GIVEN PROBLEM ▸ Give the listing below again in full, exactly as written.

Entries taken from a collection
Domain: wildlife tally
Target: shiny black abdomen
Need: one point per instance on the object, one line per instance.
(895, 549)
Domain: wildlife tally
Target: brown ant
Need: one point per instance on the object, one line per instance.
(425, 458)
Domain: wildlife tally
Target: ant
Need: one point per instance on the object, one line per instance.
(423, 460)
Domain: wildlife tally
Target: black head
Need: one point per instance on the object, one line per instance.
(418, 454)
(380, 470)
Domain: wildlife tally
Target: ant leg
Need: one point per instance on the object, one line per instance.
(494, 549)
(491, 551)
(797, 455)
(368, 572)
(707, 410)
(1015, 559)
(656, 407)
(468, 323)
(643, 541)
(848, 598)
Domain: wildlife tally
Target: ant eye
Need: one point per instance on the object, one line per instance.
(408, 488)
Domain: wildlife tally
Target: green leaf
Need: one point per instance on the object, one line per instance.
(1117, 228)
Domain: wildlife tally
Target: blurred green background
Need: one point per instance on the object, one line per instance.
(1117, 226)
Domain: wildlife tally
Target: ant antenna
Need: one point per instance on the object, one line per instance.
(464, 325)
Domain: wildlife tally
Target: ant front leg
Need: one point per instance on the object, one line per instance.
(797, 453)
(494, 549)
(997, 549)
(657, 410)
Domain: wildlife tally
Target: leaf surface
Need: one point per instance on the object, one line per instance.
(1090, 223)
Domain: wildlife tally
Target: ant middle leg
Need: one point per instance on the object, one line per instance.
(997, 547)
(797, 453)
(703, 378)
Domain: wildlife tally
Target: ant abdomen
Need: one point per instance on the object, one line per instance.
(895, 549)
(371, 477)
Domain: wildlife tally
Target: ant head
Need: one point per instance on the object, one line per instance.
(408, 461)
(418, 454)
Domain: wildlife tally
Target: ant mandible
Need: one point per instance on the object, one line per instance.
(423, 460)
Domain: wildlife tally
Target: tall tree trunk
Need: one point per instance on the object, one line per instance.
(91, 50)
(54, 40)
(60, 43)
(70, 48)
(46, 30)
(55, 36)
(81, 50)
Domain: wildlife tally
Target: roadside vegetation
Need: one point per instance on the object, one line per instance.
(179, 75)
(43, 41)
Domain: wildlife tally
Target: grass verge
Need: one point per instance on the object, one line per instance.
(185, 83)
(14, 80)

RESULT OF THIS TASK ▸
Domain: wildlife tally
Target: shiny black abdomen
Need: one point per instance on the object, one line per instance.
(895, 549)
Domain: wildlife tally
Target: brown ant
Need: one point per instance on the object, one line per instance.
(425, 458)
Domain: wildlife tally
Target: ant
Need: one point per instance on the object, one line per instance.
(423, 460)
Domain: wildlife tally
Target: black head
Need: one point per instance on the object, one line per instance.
(418, 454)
(380, 470)
Domain: wildlife tally
Target: ant leg
Need: one point per instance on the object, one line per instance.
(494, 549)
(491, 551)
(797, 455)
(368, 572)
(707, 410)
(1015, 559)
(656, 407)
(468, 323)
(643, 541)
(848, 598)
Domain: wildlife tally
Target: ant eye
Need: one point per instance on the object, one line per instance.
(408, 488)
Domain: wildlife tally
Target: green leaf
Need: one point per instance on the object, one line per instance.
(1117, 228)
Domain: wildlife tally
Target: blurred green background
Need: one point per instance on the object, one line per instance.
(1117, 226)
Domain: wildlife tally
Target: ant antenna
Need: one point per instance on the object, one line per instance.
(464, 325)
Domain: wildlife tally
Target: ant front leg
Need: one point per instance on the object, one line per instance.
(797, 453)
(494, 549)
(997, 549)
(657, 410)
Domain: wildlife tally
Target: leaf surface
Need: one point per instance on the object, one line per instance.
(1090, 223)
Domain: wildlife tally
Target: ant middle leg
Need: one point per instance on the object, one line per instance.
(997, 547)
(797, 453)
(703, 378)
Domain: wildlife tally
Target: ant abdomen
Need: one point per instance on the object, one line per instance.
(895, 549)
(371, 477)
Domain: wildlife tally
Target: ant head
Need: one point per instance on the object, one line per instance.
(408, 461)
(418, 454)
Domain: wildlife tally
Target: ant mandible
Need: one point per instance on the object, one line per instance.
(423, 460)
Domain: wildlife tally
Target: tall tree trunk
Need: one point per instance on the object, one line per instance.
(91, 50)
(54, 40)
(60, 43)
(70, 48)
(46, 30)
(55, 36)
(81, 50)
Domain: wildlife tally
Target: roadside vegetation
Need: one point per instance on the object, one line per instance.
(179, 75)
(43, 41)
Domain: wildlife tally
Target: grass verge
Need: one point per instance on the object, one line per instance.
(185, 83)
(14, 80)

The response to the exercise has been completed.